PODANE INFORMACJE
*-*-*

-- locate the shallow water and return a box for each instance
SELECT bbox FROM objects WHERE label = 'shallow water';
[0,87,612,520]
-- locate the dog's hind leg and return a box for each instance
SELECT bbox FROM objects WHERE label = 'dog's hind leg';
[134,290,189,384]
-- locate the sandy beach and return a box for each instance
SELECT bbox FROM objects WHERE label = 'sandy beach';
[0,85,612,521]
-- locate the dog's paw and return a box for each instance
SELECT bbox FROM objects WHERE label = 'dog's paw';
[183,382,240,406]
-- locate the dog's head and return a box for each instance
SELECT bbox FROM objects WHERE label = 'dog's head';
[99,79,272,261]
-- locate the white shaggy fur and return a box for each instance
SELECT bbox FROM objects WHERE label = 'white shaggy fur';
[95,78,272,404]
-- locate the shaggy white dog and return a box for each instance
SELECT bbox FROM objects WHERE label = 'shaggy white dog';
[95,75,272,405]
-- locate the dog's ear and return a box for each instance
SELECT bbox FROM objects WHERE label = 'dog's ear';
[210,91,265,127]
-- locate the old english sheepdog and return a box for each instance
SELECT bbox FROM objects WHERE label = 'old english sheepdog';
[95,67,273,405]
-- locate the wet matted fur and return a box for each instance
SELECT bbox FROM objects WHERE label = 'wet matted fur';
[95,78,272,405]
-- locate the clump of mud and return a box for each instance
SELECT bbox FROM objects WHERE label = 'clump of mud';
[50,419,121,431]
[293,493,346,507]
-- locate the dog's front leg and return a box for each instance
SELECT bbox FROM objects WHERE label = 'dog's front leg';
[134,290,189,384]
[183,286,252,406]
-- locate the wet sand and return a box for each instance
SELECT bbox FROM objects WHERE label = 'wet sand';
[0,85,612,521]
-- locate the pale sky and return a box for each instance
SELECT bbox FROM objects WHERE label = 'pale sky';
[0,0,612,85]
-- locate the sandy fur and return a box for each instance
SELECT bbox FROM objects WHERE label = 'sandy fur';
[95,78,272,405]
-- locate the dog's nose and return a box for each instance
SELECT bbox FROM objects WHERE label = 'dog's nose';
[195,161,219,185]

*-*-*

Przepisz dosłownie wiersze od tego, który zawiera "-- locate the dog's front", do tego, który zawiera "[183,286,252,406]", łącznie z obydwoma.

-- locate the dog's front leg and return a box for each instance
SELECT bbox FROM objects WHERE label = 'dog's front leg';
[134,290,189,384]
[183,286,252,406]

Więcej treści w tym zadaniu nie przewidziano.